##### LISTED ENTRIES #####

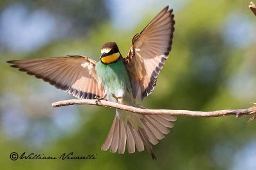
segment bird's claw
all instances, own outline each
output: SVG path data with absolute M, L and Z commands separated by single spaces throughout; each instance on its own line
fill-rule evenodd
M 118 99 L 122 99 L 122 97 L 116 97 L 113 93 L 111 93 L 111 95 L 113 97 L 114 97 L 116 100 L 117 102 L 118 102 Z
M 99 97 L 98 96 L 96 96 L 95 97 L 94 97 L 94 99 L 96 99 L 96 104 L 101 104 L 100 103 L 101 100 L 106 101 L 106 95 L 104 95 L 103 97 Z

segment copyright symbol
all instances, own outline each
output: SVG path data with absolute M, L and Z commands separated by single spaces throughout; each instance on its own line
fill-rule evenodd
M 12 160 L 16 160 L 19 158 L 19 155 L 16 152 L 12 152 L 12 153 L 11 153 L 11 155 L 10 155 L 10 158 Z

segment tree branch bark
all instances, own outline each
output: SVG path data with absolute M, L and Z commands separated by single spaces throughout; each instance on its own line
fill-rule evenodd
M 142 108 L 132 107 L 131 106 L 124 105 L 120 103 L 107 101 L 105 100 L 97 101 L 96 99 L 65 100 L 54 103 L 52 104 L 52 106 L 54 108 L 58 108 L 63 106 L 69 106 L 74 104 L 89 104 L 89 105 L 95 105 L 99 106 L 115 108 L 116 109 L 129 111 L 138 114 L 151 115 L 168 115 L 172 116 L 186 116 L 186 117 L 218 117 L 223 116 L 236 115 L 236 117 L 238 117 L 243 115 L 249 115 L 251 114 L 256 113 L 255 106 L 253 106 L 252 107 L 246 109 L 224 110 L 217 110 L 214 111 L 190 111 L 190 110 L 142 109 Z M 252 120 L 251 120 L 250 121 L 252 121 Z
M 251 9 L 252 11 L 254 13 L 254 15 L 256 15 L 256 6 L 253 2 L 250 3 L 249 8 L 250 9 Z
M 256 15 L 256 6 L 253 2 L 251 2 L 249 4 L 249 8 Z M 256 104 L 256 103 L 253 103 Z M 216 110 L 213 111 L 190 111 L 190 110 L 150 110 L 150 109 L 142 109 L 132 107 L 131 106 L 124 105 L 117 103 L 113 103 L 111 101 L 107 101 L 105 100 L 79 100 L 79 99 L 71 99 L 65 100 L 58 102 L 55 102 L 52 104 L 52 106 L 54 108 L 58 108 L 63 106 L 69 106 L 74 104 L 89 104 L 95 105 L 99 106 L 115 108 L 116 109 L 123 110 L 129 111 L 132 113 L 136 113 L 142 115 L 168 115 L 172 116 L 186 116 L 186 117 L 218 117 L 224 116 L 231 116 L 236 115 L 236 117 L 239 117 L 244 115 L 249 115 L 252 114 L 256 114 L 256 106 L 253 106 L 249 108 L 246 109 L 237 109 L 237 110 Z M 248 122 L 256 119 L 256 115 L 250 118 L 248 120 Z

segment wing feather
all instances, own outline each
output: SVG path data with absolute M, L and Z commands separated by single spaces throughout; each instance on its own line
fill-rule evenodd
M 68 92 L 79 99 L 102 97 L 104 90 L 95 70 L 97 62 L 87 57 L 68 55 L 47 59 L 11 60 L 13 67 Z
M 129 73 L 133 97 L 141 100 L 151 94 L 173 38 L 174 15 L 168 6 L 163 9 L 140 33 L 132 38 L 124 63 Z

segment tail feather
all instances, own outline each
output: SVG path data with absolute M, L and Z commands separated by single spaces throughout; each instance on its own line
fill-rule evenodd
M 146 147 L 146 148 L 148 150 L 148 151 L 150 153 L 151 157 L 152 157 L 153 160 L 156 160 L 156 157 L 153 152 L 153 149 L 152 148 L 151 144 L 148 139 L 148 137 L 147 136 L 145 131 L 143 129 L 140 129 L 139 132 L 140 132 L 140 137 L 141 138 L 141 139 L 143 141 L 145 146 Z
M 152 122 L 153 125 L 155 125 L 156 128 L 159 130 L 159 131 L 163 134 L 166 134 L 170 132 L 170 129 L 166 127 L 164 125 L 163 125 L 161 123 L 159 123 L 157 120 L 156 120 L 154 116 L 150 116 L 150 115 L 145 115 L 149 121 Z M 163 137 L 164 138 L 164 136 L 163 135 Z
M 128 125 L 125 126 L 125 130 L 127 136 L 126 140 L 127 143 L 128 152 L 129 153 L 134 153 L 135 152 L 135 143 L 133 139 L 132 132 Z
M 125 127 L 124 127 L 124 122 L 119 122 L 119 144 L 118 144 L 118 153 L 124 153 L 125 150 L 126 144 L 126 133 Z
M 141 122 L 142 122 L 142 124 L 143 124 L 143 125 L 145 127 L 145 131 L 146 131 L 146 133 L 148 137 L 149 141 L 153 145 L 157 144 L 159 143 L 157 138 L 156 137 L 156 136 L 154 134 L 153 132 L 147 125 L 147 123 L 146 123 L 146 121 L 145 120 L 145 119 L 144 118 L 142 119 Z
M 157 127 L 156 127 L 154 124 L 150 120 L 148 120 L 147 117 L 144 116 L 143 118 L 146 120 L 146 124 L 148 125 L 149 129 L 152 131 L 154 134 L 156 136 L 157 139 L 162 139 L 164 138 L 164 136 L 161 132 L 159 129 L 158 129 Z
M 136 114 L 136 113 L 132 113 Z M 153 160 L 156 157 L 153 152 L 151 143 L 156 145 L 170 132 L 177 118 L 169 115 L 143 115 L 141 119 L 143 127 L 134 128 L 130 122 L 127 124 L 120 120 L 116 115 L 108 136 L 101 149 L 110 152 L 124 153 L 127 144 L 129 153 L 134 153 L 135 148 L 140 152 L 144 146 L 148 150 Z
M 138 151 L 141 152 L 144 150 L 144 145 L 142 141 L 141 138 L 140 137 L 138 130 L 134 129 L 130 122 L 127 123 L 131 131 L 132 132 L 132 137 L 135 142 L 135 145 Z
M 118 148 L 118 140 L 119 140 L 119 123 L 120 121 L 118 118 L 116 119 L 115 129 L 114 129 L 114 135 L 113 136 L 111 145 L 110 146 L 110 152 L 115 153 L 116 152 L 117 148 Z
M 113 124 L 112 124 L 111 128 L 110 129 L 109 132 L 108 134 L 107 139 L 106 139 L 104 143 L 103 143 L 102 146 L 101 146 L 102 150 L 106 151 L 106 150 L 108 150 L 108 148 L 110 147 L 110 145 L 111 145 L 113 136 L 114 136 L 114 130 L 115 130 L 116 119 L 117 119 L 117 117 L 116 115 L 115 117 L 114 120 L 113 121 Z

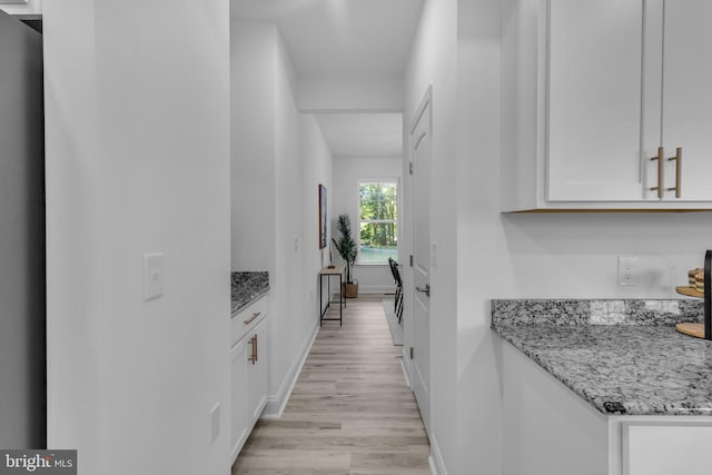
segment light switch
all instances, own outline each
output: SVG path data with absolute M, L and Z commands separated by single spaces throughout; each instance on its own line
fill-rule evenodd
M 159 297 L 164 294 L 164 254 L 144 255 L 144 300 Z

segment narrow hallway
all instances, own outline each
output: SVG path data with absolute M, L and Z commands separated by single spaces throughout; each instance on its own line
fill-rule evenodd
M 382 298 L 362 295 L 320 328 L 283 417 L 257 423 L 233 474 L 418 475 L 428 455 Z

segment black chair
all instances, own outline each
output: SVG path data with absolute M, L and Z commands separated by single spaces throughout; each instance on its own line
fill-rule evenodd
M 403 280 L 400 279 L 400 273 L 398 271 L 398 263 L 388 258 L 388 267 L 390 267 L 390 274 L 393 274 L 393 280 L 396 285 L 396 295 L 394 298 L 394 311 L 398 318 L 398 324 L 403 320 Z

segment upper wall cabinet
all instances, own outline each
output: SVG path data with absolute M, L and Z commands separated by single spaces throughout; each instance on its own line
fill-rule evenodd
M 41 0 L 0 0 L 0 10 L 21 17 L 38 17 L 42 13 Z
M 503 210 L 712 208 L 712 2 L 505 0 Z

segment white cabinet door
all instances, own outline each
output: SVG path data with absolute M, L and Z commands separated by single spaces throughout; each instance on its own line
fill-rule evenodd
M 247 339 L 243 338 L 230 350 L 230 447 L 231 461 L 235 462 L 247 438 L 246 390 L 247 382 Z
M 682 200 L 712 200 L 712 2 L 665 2 L 662 141 L 666 157 L 682 148 Z M 675 186 L 666 161 L 665 188 Z M 666 191 L 666 199 L 674 192 Z
M 712 426 L 680 424 L 624 424 L 623 475 L 709 475 Z
M 551 0 L 547 200 L 640 201 L 644 2 Z
M 267 331 L 266 320 L 255 327 L 247 339 L 247 420 L 251 427 L 267 402 Z

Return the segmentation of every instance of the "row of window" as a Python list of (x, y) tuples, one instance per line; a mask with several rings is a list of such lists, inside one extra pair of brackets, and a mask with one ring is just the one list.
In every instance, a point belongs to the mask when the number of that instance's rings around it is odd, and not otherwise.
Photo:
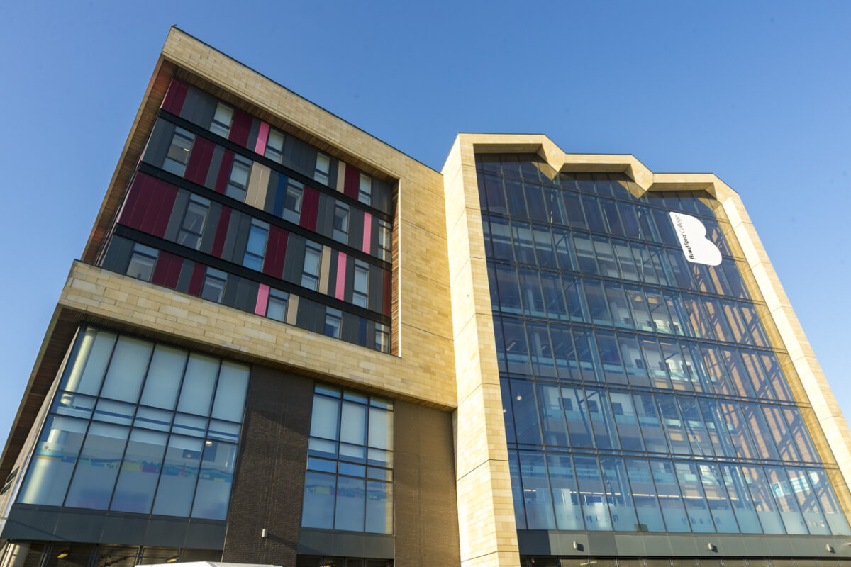
[[(391, 190), (387, 184), (208, 93), (173, 80), (163, 109), (364, 205), (391, 213)], [(188, 160), (183, 165), (187, 166)]]
[(687, 262), (678, 246), (628, 242), (493, 217), (483, 217), (483, 228), (488, 258), (496, 261), (750, 298), (732, 258), (707, 266)]
[(500, 372), (792, 401), (772, 352), (494, 317)]
[(301, 525), (393, 533), (393, 406), (317, 384)]
[[(310, 263), (306, 261), (307, 267), (304, 269), (306, 271), (302, 271), (300, 275), (303, 281), (317, 277), (311, 271), (314, 264), (309, 253), (306, 252), (306, 256)], [(103, 266), (208, 301), (224, 303), (381, 352), (390, 352), (390, 327), (387, 325), (322, 305), (118, 235), (112, 236)], [(352, 281), (357, 279), (356, 272)], [(356, 292), (357, 290), (352, 287), (353, 298), (357, 298), (354, 295)]]
[(851, 535), (820, 468), (510, 451), (524, 530)]
[(797, 407), (502, 381), (509, 444), (819, 462)]
[[(170, 122), (157, 121), (142, 159), (306, 230), (386, 262), (391, 259), (388, 222), (209, 140), (196, 139), (195, 134)], [(209, 203), (197, 196), (195, 202), (196, 209)], [(196, 234), (201, 232), (206, 220), (200, 215), (193, 218)]]
[(744, 302), (502, 264), (488, 268), (494, 313), (771, 347), (756, 308)]
[[(481, 173), (479, 186), (483, 213), (648, 242), (677, 242), (667, 212), (637, 202), (631, 196), (629, 200), (615, 201)], [(715, 218), (704, 217), (700, 220), (711, 232), (720, 233)], [(728, 252), (726, 247), (722, 250)]]
[(144, 173), (134, 179), (118, 222), (359, 307), (390, 313), (389, 271)]
[(18, 502), (225, 519), (248, 381), (243, 365), (81, 330)]
[[(496, 159), (494, 159), (494, 157)], [(545, 196), (549, 196), (547, 190), (556, 188), (603, 197), (614, 197), (629, 202), (637, 200), (629, 187), (632, 185), (636, 190), (637, 187), (623, 173), (557, 173), (548, 164), (540, 162), (535, 156), (501, 157), (505, 159), (500, 163), (499, 156), (477, 156), (477, 169), (479, 175), (523, 179), (527, 186), (531, 187), (543, 184)], [(711, 197), (703, 191), (648, 191), (643, 192), (641, 200), (648, 205), (661, 207), (665, 210), (699, 215), (709, 219), (714, 219), (716, 217), (709, 204), (711, 202)], [(532, 195), (527, 197), (527, 201), (528, 211), (534, 216), (541, 216), (540, 212), (543, 207), (540, 204), (540, 198), (537, 189), (532, 190)], [(622, 215), (622, 217), (631, 216)]]

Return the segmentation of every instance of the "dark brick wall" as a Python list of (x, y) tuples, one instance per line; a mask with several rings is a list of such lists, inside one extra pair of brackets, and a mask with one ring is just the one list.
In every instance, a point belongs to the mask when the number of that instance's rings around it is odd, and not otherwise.
[(312, 400), (312, 380), (252, 369), (222, 561), (295, 564)]
[(460, 564), (452, 414), (396, 400), (396, 567)]

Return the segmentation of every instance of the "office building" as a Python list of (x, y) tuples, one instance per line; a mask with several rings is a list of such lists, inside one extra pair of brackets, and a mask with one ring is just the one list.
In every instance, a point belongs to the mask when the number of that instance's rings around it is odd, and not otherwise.
[(0, 462), (0, 564), (822, 567), (848, 425), (714, 175), (436, 172), (173, 28)]

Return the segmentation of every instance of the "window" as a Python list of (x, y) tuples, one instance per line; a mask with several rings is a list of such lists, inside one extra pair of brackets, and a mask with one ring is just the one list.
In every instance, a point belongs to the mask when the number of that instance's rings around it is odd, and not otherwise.
[(351, 295), (351, 303), (366, 309), (368, 295), (367, 286), (369, 281), (369, 266), (365, 262), (355, 260), (355, 285)]
[(81, 329), (19, 502), (225, 519), (248, 372), (169, 345)]
[(390, 223), (378, 221), (378, 257), (385, 262), (391, 260), (391, 235)]
[(299, 224), (299, 215), (301, 213), (301, 194), (305, 186), (298, 181), (289, 179), (287, 184), (287, 194), (283, 198), (283, 211), (281, 218), (290, 223)]
[(269, 302), (266, 303), (266, 317), (275, 320), (287, 320), (287, 302), (289, 294), (277, 289), (269, 290)]
[(301, 286), (314, 292), (319, 288), (319, 258), (322, 247), (316, 242), (307, 241), (305, 248), (305, 267), (301, 270)]
[(220, 102), (215, 108), (215, 115), (210, 123), (210, 132), (219, 134), (222, 138), (227, 138), (231, 133), (231, 122), (233, 122), (233, 109), (223, 102)]
[(349, 206), (337, 202), (334, 206), (334, 231), (332, 237), (338, 242), (349, 241)]
[(177, 233), (177, 243), (196, 250), (201, 246), (201, 235), (207, 222), (210, 201), (193, 195), (189, 197), (189, 205), (183, 215), (180, 230)]
[(194, 141), (195, 134), (192, 133), (186, 132), (183, 128), (174, 128), (174, 135), (171, 139), (168, 153), (166, 154), (165, 161), (163, 162), (163, 169), (169, 173), (183, 177), (183, 173), (186, 170), (186, 164), (189, 162), (189, 152), (192, 150)]
[(251, 162), (239, 156), (234, 156), (233, 166), (231, 167), (231, 179), (227, 181), (225, 195), (237, 201), (244, 201), (250, 173)]
[(390, 329), (386, 325), (375, 324), (375, 350), (390, 352)]
[(266, 149), (264, 154), (272, 162), (283, 162), (283, 133), (274, 128), (269, 128), (269, 137), (266, 139)]
[(258, 272), (263, 271), (263, 257), (266, 256), (266, 236), (269, 225), (256, 218), (251, 221), (248, 230), (248, 243), (243, 257), (243, 265)]
[(317, 154), (317, 167), (313, 171), (313, 179), (319, 183), (328, 184), (328, 176), (331, 173), (331, 158), (325, 154)]
[(343, 312), (340, 309), (332, 309), (330, 307), (325, 308), (325, 334), (328, 337), (340, 338), (340, 322), (343, 319)]
[(362, 203), (372, 205), (372, 178), (361, 173), (360, 184), (357, 186), (357, 200)]
[(301, 525), (393, 532), (393, 405), (317, 384)]
[(133, 253), (130, 255), (130, 264), (127, 267), (127, 275), (134, 278), (151, 281), (154, 274), (154, 264), (159, 252), (154, 248), (139, 244), (133, 245)]
[(201, 297), (217, 303), (221, 303), (225, 295), (225, 284), (227, 282), (227, 274), (213, 268), (208, 268), (204, 274), (204, 283), (201, 287)]

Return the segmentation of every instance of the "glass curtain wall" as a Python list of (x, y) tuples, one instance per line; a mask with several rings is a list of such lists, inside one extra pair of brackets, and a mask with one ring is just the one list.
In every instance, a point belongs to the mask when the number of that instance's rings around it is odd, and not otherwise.
[(851, 534), (707, 194), (477, 169), (518, 529)]
[(77, 333), (18, 502), (225, 519), (248, 366)]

#####

§ WORK TO DO: Rescale the rows starting at the beginning and ending at the line that contains "M 99 97 L 98", both ends included. Write those lines out again, requests included, with every path coordinate in the answers multiplied by 1.6 and rounded to a whole number (halves round up), and leave the pictures out.

§ RESULT:
segment bird's claw
all instances, own outline each
output: SVG path data with absolute M, L and Z commands separated by single spaces throughout; each instance on its own line
fill-rule evenodd
M 189 158 L 195 158 L 195 155 L 186 155 L 181 149 L 178 149 L 178 152 L 181 155 L 182 155 L 186 160 L 187 163 L 189 163 Z
M 158 155 L 157 154 L 154 154 L 152 155 L 150 155 L 150 158 L 154 158 L 154 166 L 162 166 L 160 165 L 162 160 L 170 162 L 170 152 L 166 152 L 165 155 Z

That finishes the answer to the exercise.